(Source data)
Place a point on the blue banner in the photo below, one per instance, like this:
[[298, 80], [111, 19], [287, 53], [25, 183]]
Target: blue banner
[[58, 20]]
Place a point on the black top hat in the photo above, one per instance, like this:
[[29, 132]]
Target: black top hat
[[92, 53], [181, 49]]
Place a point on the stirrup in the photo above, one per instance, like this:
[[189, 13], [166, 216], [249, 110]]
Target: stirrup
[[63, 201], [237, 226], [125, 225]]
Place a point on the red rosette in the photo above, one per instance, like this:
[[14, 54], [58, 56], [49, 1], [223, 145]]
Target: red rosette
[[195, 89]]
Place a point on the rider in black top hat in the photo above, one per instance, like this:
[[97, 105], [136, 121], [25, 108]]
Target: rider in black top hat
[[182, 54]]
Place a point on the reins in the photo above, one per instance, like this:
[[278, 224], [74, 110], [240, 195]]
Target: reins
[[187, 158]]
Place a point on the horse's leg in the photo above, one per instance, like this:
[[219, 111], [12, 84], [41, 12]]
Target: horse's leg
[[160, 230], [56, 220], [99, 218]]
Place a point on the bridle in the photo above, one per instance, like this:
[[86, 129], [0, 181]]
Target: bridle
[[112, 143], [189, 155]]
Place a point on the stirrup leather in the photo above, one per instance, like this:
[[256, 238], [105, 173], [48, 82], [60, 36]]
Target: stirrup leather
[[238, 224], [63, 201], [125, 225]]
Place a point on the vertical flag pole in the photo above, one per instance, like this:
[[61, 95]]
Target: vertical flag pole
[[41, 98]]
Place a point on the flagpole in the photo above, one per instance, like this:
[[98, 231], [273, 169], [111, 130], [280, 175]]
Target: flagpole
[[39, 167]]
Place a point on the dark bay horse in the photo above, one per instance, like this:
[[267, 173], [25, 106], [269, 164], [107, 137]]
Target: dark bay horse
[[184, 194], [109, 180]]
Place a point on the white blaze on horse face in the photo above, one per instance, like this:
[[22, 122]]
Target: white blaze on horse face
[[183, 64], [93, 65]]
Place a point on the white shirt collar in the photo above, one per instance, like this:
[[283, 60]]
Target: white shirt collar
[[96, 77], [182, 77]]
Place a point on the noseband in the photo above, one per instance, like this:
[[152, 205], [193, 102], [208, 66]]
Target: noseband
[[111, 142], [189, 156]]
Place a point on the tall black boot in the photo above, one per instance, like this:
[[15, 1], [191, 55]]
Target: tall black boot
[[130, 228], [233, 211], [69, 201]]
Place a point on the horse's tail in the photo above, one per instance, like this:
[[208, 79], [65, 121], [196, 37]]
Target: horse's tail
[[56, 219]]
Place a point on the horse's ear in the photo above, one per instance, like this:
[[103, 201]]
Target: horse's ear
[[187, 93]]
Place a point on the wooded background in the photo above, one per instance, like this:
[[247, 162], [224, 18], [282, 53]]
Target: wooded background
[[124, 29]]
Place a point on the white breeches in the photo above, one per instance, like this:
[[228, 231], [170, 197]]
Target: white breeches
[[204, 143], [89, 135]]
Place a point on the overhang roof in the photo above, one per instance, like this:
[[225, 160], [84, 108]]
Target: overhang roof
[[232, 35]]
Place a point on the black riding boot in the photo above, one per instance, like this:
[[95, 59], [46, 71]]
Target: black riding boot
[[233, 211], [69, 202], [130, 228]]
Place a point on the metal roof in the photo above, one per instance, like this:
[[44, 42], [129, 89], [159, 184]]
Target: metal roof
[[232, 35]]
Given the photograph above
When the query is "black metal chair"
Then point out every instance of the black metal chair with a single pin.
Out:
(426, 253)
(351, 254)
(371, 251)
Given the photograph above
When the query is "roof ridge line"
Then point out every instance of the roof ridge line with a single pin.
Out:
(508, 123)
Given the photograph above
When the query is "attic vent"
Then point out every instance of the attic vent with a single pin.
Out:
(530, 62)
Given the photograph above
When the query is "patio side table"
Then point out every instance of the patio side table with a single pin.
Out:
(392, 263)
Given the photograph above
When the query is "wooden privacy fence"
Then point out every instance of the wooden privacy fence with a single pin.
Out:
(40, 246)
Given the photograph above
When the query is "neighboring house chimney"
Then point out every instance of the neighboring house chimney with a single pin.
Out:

▶ [PROMPT]: Each line in the records above with "vent" must be returned.

▶ [PROBLEM SOLUTION]:
When the query is "attic vent"
Then point out every instance of the attic vent with a single pin.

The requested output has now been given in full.